> _WRITTEN INSTRUCTION_
Output the full listing word for word.

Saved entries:
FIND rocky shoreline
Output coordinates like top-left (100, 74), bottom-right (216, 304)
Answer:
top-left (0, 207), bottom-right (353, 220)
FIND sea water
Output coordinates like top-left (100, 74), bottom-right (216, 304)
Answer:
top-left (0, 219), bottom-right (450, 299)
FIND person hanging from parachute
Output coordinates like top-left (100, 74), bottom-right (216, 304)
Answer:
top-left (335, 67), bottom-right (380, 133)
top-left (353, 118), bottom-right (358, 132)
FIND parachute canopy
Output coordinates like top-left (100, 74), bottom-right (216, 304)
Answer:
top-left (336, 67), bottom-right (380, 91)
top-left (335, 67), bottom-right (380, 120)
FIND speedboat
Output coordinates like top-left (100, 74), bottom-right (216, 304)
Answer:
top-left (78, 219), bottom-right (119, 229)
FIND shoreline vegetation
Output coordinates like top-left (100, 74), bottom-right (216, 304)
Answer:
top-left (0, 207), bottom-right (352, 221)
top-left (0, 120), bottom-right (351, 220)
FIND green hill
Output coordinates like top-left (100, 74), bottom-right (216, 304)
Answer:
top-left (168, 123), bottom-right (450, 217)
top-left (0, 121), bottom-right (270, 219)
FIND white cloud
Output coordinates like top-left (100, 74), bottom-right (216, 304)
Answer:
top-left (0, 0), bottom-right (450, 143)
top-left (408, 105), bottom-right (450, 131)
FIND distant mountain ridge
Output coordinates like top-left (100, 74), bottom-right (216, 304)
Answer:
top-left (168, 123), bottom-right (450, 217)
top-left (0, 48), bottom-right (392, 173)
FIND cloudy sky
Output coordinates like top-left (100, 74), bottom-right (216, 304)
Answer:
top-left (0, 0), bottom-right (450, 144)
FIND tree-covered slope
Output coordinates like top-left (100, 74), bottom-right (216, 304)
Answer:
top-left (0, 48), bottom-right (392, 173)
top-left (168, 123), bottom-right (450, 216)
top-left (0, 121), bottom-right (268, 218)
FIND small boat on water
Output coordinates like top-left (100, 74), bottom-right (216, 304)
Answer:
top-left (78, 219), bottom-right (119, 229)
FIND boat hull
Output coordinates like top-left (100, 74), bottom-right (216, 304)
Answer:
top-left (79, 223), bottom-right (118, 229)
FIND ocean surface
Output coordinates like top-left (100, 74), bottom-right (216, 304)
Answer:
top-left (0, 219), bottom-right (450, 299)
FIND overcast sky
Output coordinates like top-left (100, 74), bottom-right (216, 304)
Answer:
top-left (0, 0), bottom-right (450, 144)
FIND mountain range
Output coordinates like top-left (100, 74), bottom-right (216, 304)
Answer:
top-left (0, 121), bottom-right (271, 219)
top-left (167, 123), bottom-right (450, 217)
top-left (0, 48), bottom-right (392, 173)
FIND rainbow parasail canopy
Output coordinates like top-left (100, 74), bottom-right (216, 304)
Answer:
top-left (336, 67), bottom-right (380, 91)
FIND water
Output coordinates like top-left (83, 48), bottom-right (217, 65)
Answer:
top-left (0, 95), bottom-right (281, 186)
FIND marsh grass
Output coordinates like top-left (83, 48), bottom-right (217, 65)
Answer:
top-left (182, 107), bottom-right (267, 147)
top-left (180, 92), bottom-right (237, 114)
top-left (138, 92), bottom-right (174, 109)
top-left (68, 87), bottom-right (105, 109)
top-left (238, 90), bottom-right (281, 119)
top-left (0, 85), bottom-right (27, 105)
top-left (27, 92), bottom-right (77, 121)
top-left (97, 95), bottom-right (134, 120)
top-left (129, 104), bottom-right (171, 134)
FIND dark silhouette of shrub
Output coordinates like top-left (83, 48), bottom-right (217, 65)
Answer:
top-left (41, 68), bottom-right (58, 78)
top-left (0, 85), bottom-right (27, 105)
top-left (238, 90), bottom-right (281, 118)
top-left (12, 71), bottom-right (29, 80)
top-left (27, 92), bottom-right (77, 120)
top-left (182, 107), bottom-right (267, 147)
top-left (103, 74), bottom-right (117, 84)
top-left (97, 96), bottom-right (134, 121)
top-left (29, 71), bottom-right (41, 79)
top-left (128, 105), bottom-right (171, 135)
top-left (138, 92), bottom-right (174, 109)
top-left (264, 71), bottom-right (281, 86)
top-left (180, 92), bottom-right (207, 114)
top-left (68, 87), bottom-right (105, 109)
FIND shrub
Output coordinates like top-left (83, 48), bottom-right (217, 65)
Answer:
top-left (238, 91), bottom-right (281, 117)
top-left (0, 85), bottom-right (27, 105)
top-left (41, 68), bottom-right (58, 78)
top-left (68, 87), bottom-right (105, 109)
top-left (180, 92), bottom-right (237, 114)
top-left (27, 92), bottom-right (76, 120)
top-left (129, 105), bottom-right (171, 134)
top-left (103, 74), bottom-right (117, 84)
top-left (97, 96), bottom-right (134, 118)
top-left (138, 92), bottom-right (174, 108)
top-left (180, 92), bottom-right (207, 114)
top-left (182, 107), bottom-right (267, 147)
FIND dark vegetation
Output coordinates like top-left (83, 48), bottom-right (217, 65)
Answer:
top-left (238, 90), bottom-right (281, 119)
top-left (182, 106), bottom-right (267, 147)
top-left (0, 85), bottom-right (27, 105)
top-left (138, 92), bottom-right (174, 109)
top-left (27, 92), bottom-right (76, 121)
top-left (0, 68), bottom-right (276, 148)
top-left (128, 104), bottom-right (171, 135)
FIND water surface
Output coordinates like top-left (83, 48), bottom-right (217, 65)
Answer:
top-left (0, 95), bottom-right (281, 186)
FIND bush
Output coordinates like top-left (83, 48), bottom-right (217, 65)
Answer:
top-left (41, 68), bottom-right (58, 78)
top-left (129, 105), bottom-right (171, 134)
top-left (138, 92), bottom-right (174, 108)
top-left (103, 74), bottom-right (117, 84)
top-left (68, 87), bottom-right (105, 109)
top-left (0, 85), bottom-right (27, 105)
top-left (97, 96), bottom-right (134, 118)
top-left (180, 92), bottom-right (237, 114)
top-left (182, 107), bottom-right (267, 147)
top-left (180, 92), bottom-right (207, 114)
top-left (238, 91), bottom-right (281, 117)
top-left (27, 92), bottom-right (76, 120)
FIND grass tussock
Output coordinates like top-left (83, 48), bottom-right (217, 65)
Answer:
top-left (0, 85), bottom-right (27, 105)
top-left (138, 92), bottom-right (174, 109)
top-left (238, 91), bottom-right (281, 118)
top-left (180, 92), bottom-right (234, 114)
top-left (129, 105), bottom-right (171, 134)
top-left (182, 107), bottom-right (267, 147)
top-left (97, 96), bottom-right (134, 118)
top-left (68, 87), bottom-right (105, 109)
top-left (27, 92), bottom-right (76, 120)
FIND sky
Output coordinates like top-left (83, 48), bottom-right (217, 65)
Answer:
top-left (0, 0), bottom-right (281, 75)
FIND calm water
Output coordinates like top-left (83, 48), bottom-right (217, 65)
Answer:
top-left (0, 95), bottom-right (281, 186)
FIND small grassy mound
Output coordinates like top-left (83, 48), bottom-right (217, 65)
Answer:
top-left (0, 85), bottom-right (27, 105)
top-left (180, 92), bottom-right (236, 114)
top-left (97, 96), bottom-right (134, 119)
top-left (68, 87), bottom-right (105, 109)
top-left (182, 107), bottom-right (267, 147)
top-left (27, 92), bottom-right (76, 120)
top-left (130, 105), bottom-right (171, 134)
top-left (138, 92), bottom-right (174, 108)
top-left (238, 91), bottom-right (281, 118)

> _THE RESULT_
FIND rocky shoreline
Output coordinates like top-left (100, 74), bottom-right (216, 304)
Answer:
top-left (0, 207), bottom-right (353, 220)
FIND sea water
Output coordinates like top-left (100, 74), bottom-right (216, 304)
Answer:
top-left (0, 219), bottom-right (450, 299)
FIND person hanging from parachute
Output coordinates like top-left (100, 74), bottom-right (216, 304)
Answer:
top-left (335, 67), bottom-right (380, 133)
top-left (353, 118), bottom-right (358, 132)
FIND parachute canopy
Output coordinates like top-left (100, 74), bottom-right (216, 304)
Answer:
top-left (336, 67), bottom-right (380, 91)
top-left (335, 67), bottom-right (380, 120)
FIND speedboat
Output coordinates like top-left (100, 74), bottom-right (216, 304)
Answer:
top-left (78, 219), bottom-right (119, 229)
FIND shoreline vegetation
Output coordinates like top-left (100, 74), bottom-right (216, 304)
Answer:
top-left (0, 207), bottom-right (352, 221)
top-left (0, 120), bottom-right (351, 220)
FIND green hill
Output coordinates like top-left (100, 74), bottom-right (216, 304)
Answer:
top-left (168, 123), bottom-right (450, 217)
top-left (0, 121), bottom-right (270, 219)
FIND white cloud
Output coordinates like top-left (100, 74), bottom-right (216, 304)
Answer:
top-left (0, 0), bottom-right (450, 143)
top-left (408, 105), bottom-right (450, 131)
FIND distant mountain ridge
Output coordinates like top-left (100, 74), bottom-right (216, 304)
Answer:
top-left (168, 123), bottom-right (450, 217)
top-left (0, 48), bottom-right (392, 173)
FIND cloudy sky
Output coordinates like top-left (100, 74), bottom-right (216, 304)
Answer:
top-left (0, 0), bottom-right (450, 144)
FIND tree-covered slope
Output coordinates like top-left (100, 74), bottom-right (216, 304)
Answer:
top-left (0, 48), bottom-right (392, 173)
top-left (168, 123), bottom-right (450, 216)
top-left (0, 121), bottom-right (268, 218)
FIND small boat on water
Output coordinates like top-left (100, 74), bottom-right (216, 304)
Answer:
top-left (78, 219), bottom-right (119, 229)
FIND boat hull
Output coordinates like top-left (100, 74), bottom-right (216, 304)
Answer:
top-left (79, 223), bottom-right (118, 229)
FIND ocean surface
Output coordinates like top-left (100, 74), bottom-right (216, 304)
Answer:
top-left (0, 219), bottom-right (450, 299)
FIND overcast sky
Output coordinates like top-left (100, 74), bottom-right (216, 304)
Answer:
top-left (0, 0), bottom-right (450, 144)
FIND mountain range
Output coordinates like top-left (100, 74), bottom-right (216, 304)
Answer:
top-left (0, 121), bottom-right (271, 219)
top-left (167, 123), bottom-right (450, 217)
top-left (0, 48), bottom-right (392, 173)
FIND rainbow parasail canopy
Output coordinates like top-left (100, 74), bottom-right (216, 304)
Answer:
top-left (336, 67), bottom-right (380, 91)
FIND water
Output coordinates like top-left (83, 48), bottom-right (217, 65)
Answer:
top-left (0, 95), bottom-right (281, 186)
FIND marsh grass
Output coordinates like top-left (83, 48), bottom-right (217, 65)
Answer:
top-left (182, 107), bottom-right (267, 147)
top-left (180, 92), bottom-right (237, 114)
top-left (138, 92), bottom-right (174, 109)
top-left (68, 87), bottom-right (105, 109)
top-left (238, 90), bottom-right (281, 119)
top-left (0, 85), bottom-right (27, 105)
top-left (27, 92), bottom-right (77, 121)
top-left (97, 95), bottom-right (134, 120)
top-left (129, 104), bottom-right (171, 134)
FIND dark silhouette of shrub
Output coordinates like top-left (83, 48), bottom-right (217, 65)
Answer:
top-left (41, 68), bottom-right (58, 78)
top-left (0, 85), bottom-right (27, 105)
top-left (238, 90), bottom-right (281, 118)
top-left (12, 71), bottom-right (29, 80)
top-left (27, 92), bottom-right (77, 120)
top-left (182, 107), bottom-right (267, 147)
top-left (103, 74), bottom-right (117, 84)
top-left (97, 96), bottom-right (134, 121)
top-left (29, 71), bottom-right (41, 79)
top-left (128, 105), bottom-right (171, 135)
top-left (138, 92), bottom-right (174, 109)
top-left (264, 71), bottom-right (281, 86)
top-left (180, 92), bottom-right (207, 114)
top-left (68, 87), bottom-right (105, 109)
FIND shrub
Output coordinates like top-left (83, 48), bottom-right (217, 65)
Answer:
top-left (238, 91), bottom-right (281, 117)
top-left (0, 85), bottom-right (27, 105)
top-left (41, 68), bottom-right (58, 78)
top-left (68, 87), bottom-right (105, 109)
top-left (180, 92), bottom-right (237, 114)
top-left (27, 92), bottom-right (76, 120)
top-left (129, 105), bottom-right (171, 134)
top-left (103, 74), bottom-right (117, 84)
top-left (97, 96), bottom-right (134, 118)
top-left (138, 92), bottom-right (174, 108)
top-left (180, 92), bottom-right (207, 114)
top-left (182, 107), bottom-right (267, 147)
FIND dark vegetation
Output coordinates like top-left (83, 48), bottom-right (217, 65)
Answer:
top-left (238, 90), bottom-right (281, 119)
top-left (182, 106), bottom-right (267, 147)
top-left (0, 85), bottom-right (27, 105)
top-left (138, 92), bottom-right (174, 109)
top-left (27, 92), bottom-right (76, 121)
top-left (0, 68), bottom-right (276, 148)
top-left (128, 104), bottom-right (171, 135)
FIND water surface
Output coordinates like top-left (83, 48), bottom-right (217, 65)
Answer:
top-left (0, 95), bottom-right (281, 186)
FIND bush
Output coordinates like top-left (83, 48), bottom-right (217, 65)
Answer:
top-left (41, 68), bottom-right (58, 78)
top-left (129, 105), bottom-right (171, 134)
top-left (138, 92), bottom-right (174, 108)
top-left (103, 74), bottom-right (117, 84)
top-left (68, 87), bottom-right (105, 109)
top-left (0, 85), bottom-right (27, 105)
top-left (97, 96), bottom-right (134, 118)
top-left (180, 92), bottom-right (237, 114)
top-left (182, 107), bottom-right (267, 147)
top-left (180, 92), bottom-right (207, 114)
top-left (238, 91), bottom-right (281, 117)
top-left (27, 92), bottom-right (76, 120)
FIND grass tussock
Output coordinates like top-left (83, 48), bottom-right (217, 65)
Answer:
top-left (0, 85), bottom-right (27, 105)
top-left (138, 92), bottom-right (174, 109)
top-left (238, 91), bottom-right (281, 118)
top-left (180, 92), bottom-right (234, 114)
top-left (129, 105), bottom-right (171, 134)
top-left (182, 107), bottom-right (267, 147)
top-left (97, 96), bottom-right (134, 118)
top-left (68, 87), bottom-right (105, 109)
top-left (27, 92), bottom-right (76, 120)
FIND sky
Output coordinates like top-left (83, 48), bottom-right (217, 65)
Answer:
top-left (0, 0), bottom-right (281, 75)
FIND calm water
Output coordinates like top-left (83, 48), bottom-right (217, 65)
Answer:
top-left (0, 95), bottom-right (281, 186)
FIND small grassy mound
Output coordinates like top-left (83, 48), bottom-right (217, 65)
Answer:
top-left (0, 85), bottom-right (27, 105)
top-left (180, 92), bottom-right (236, 114)
top-left (97, 96), bottom-right (134, 119)
top-left (68, 87), bottom-right (105, 109)
top-left (182, 107), bottom-right (267, 147)
top-left (27, 92), bottom-right (76, 120)
top-left (130, 105), bottom-right (171, 134)
top-left (138, 92), bottom-right (174, 108)
top-left (238, 91), bottom-right (281, 118)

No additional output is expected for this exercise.